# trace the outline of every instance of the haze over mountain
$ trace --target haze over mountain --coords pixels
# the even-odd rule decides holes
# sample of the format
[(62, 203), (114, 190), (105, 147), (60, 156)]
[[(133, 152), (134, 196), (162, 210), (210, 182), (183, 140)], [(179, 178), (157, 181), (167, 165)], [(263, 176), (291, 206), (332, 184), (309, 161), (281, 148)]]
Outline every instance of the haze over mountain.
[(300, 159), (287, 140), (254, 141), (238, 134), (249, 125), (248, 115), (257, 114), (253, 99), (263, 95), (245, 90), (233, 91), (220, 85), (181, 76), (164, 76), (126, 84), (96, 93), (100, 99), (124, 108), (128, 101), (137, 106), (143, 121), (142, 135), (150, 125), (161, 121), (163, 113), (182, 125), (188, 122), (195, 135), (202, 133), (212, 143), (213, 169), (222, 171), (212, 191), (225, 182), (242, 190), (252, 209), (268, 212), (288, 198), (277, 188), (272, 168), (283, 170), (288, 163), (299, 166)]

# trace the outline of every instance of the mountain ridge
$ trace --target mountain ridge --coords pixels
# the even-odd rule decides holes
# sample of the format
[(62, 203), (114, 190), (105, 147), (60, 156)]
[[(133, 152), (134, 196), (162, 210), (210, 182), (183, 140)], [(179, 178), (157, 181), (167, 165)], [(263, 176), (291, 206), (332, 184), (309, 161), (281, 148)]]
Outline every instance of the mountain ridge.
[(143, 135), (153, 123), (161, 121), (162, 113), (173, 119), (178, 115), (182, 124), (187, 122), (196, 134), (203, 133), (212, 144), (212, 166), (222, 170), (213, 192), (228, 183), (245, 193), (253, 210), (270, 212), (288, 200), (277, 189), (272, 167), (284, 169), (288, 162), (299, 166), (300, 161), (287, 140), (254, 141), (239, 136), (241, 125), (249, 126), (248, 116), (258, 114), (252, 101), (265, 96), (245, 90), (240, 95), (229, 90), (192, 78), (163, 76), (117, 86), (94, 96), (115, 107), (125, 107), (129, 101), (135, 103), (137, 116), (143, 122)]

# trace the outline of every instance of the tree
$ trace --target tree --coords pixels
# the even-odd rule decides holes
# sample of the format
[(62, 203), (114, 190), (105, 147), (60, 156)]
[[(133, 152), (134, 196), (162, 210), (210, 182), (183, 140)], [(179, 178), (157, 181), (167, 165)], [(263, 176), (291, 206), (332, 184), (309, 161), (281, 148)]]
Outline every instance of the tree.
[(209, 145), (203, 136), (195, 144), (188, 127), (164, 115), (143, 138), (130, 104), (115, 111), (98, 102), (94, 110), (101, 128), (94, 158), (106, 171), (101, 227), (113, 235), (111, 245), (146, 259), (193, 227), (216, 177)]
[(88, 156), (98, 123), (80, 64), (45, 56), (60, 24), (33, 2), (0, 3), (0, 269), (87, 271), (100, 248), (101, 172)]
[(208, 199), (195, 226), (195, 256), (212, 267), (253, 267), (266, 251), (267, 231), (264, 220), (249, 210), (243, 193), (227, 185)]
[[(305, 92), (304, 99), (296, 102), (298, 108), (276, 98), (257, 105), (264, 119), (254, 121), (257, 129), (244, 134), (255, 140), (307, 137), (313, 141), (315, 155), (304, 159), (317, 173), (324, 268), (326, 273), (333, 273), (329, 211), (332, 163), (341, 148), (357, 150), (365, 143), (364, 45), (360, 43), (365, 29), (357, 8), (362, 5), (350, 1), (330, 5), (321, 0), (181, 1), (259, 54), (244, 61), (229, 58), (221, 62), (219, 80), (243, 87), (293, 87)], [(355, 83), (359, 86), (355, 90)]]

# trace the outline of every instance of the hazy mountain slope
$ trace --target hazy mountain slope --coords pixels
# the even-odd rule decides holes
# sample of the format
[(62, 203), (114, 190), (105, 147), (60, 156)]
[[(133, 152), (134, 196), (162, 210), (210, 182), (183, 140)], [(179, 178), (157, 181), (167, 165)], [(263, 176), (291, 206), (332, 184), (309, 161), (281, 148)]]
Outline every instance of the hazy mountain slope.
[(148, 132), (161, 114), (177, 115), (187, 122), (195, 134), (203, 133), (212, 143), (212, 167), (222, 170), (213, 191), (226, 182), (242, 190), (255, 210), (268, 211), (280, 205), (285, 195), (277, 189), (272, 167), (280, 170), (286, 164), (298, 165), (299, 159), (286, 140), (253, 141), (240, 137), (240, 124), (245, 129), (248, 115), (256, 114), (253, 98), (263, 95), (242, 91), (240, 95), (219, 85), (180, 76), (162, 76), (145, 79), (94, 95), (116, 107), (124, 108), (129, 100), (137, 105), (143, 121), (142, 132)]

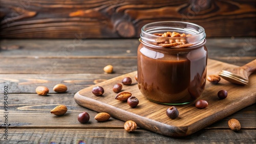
------------------------------------------------------------------------
> **Task to complete**
Could you rewrite all of the material above with "even-odd rule" replaced by "nonzero winding rule" everywhere and nothing else changed? Leave the pictures out of your answer.

> **Output**
# trace the outline of every instance of the haze over mountain
$ trace --target haze over mountain --coords pixels
# the nonzero winding rule decides holes
# sample of the format
[(62, 203), (114, 190), (105, 147), (60, 156)]
[[(133, 152), (134, 196), (162, 210), (210, 182), (183, 140)], [(179, 178), (157, 181), (167, 165)], [(263, 176), (291, 206), (332, 184), (309, 161), (281, 148)]]
Outline every instance of the haze over mountain.
[(300, 159), (287, 140), (254, 141), (238, 134), (249, 125), (248, 115), (257, 114), (253, 99), (263, 95), (245, 90), (233, 91), (220, 85), (181, 76), (164, 76), (126, 84), (96, 93), (100, 99), (124, 108), (128, 101), (137, 106), (143, 121), (142, 135), (150, 125), (161, 121), (163, 113), (182, 125), (188, 122), (195, 135), (202, 133), (212, 143), (213, 169), (222, 171), (212, 191), (225, 182), (242, 190), (252, 209), (268, 212), (288, 198), (277, 188), (272, 168), (283, 170), (288, 163), (299, 166)]

# trace the outline of every instance of the mountain ridge
$ trace --target mountain ridge --coords pixels
# the nonzero winding rule decides holes
# sample of the format
[(62, 203), (114, 190), (105, 147), (60, 156)]
[[(133, 152), (134, 196), (162, 210), (210, 182), (183, 140)], [(179, 178), (157, 181), (167, 165)], [(263, 176), (291, 206), (332, 184), (309, 161), (281, 148)]]
Outline every instance of the mountain ridge.
[(143, 135), (153, 123), (161, 121), (162, 113), (173, 119), (178, 115), (182, 124), (187, 122), (196, 134), (203, 133), (212, 144), (212, 166), (222, 170), (213, 192), (228, 183), (245, 193), (253, 210), (270, 212), (288, 200), (277, 189), (272, 167), (284, 169), (288, 162), (299, 166), (300, 161), (287, 140), (254, 141), (239, 136), (241, 125), (249, 126), (248, 116), (258, 114), (252, 101), (265, 96), (245, 90), (240, 95), (229, 90), (192, 78), (163, 76), (117, 86), (94, 96), (115, 107), (125, 107), (129, 101), (135, 103), (137, 116), (143, 122)]

# trace the outline of every instance of the tree
$ trace --target tree --coords pixels
# the nonzero winding rule decides holes
# sample of the format
[(62, 203), (114, 190), (105, 147), (60, 156)]
[[(133, 152), (134, 196), (162, 210), (210, 182), (183, 140)], [(179, 178), (157, 181), (167, 165)], [(263, 176), (291, 206), (332, 184), (309, 161), (281, 148)]]
Outline every instance of the tree.
[(209, 145), (203, 136), (195, 144), (188, 127), (164, 115), (143, 138), (130, 104), (115, 111), (98, 102), (94, 110), (101, 128), (94, 158), (106, 171), (101, 227), (113, 235), (111, 245), (146, 259), (193, 227), (216, 177)]
[(88, 156), (98, 123), (80, 64), (45, 56), (60, 24), (33, 2), (0, 3), (0, 269), (87, 271), (100, 248), (101, 172)]
[(208, 199), (195, 226), (195, 256), (212, 267), (253, 267), (266, 251), (267, 231), (264, 220), (249, 210), (243, 193), (227, 185)]
[[(305, 92), (304, 99), (296, 102), (298, 108), (276, 98), (257, 105), (264, 119), (254, 121), (257, 129), (244, 134), (255, 140), (307, 137), (313, 141), (315, 155), (304, 159), (317, 173), (324, 268), (326, 273), (333, 273), (329, 211), (332, 163), (341, 148), (357, 150), (365, 143), (364, 45), (360, 43), (365, 29), (357, 8), (362, 5), (350, 1), (330, 5), (321, 0), (181, 1), (259, 54), (244, 61), (229, 58), (221, 62), (219, 80), (243, 87), (293, 87)], [(355, 83), (359, 86), (355, 90)]]

# trace the outline of every instance of the hazy mountain slope
$ trace --target hazy mountain slope --coords pixels
# the nonzero winding rule decides holes
# sample of the format
[(62, 203), (114, 190), (105, 147), (60, 156)]
[[(133, 152), (134, 196), (162, 210), (210, 182), (183, 140)], [(179, 178), (157, 181), (167, 165)], [(263, 176), (291, 206), (332, 184), (309, 161), (281, 148)]]
Outline every instance of the hazy mountain slope.
[(148, 132), (161, 114), (177, 115), (187, 122), (195, 134), (203, 133), (212, 143), (212, 167), (222, 170), (213, 191), (226, 182), (242, 190), (255, 210), (268, 211), (280, 205), (285, 195), (277, 189), (272, 167), (280, 170), (286, 164), (298, 165), (299, 159), (286, 140), (253, 141), (240, 137), (240, 124), (245, 129), (248, 115), (256, 114), (253, 98), (263, 95), (242, 91), (240, 95), (219, 85), (180, 76), (162, 76), (145, 79), (94, 95), (116, 107), (124, 108), (129, 100), (137, 105), (143, 121), (142, 132)]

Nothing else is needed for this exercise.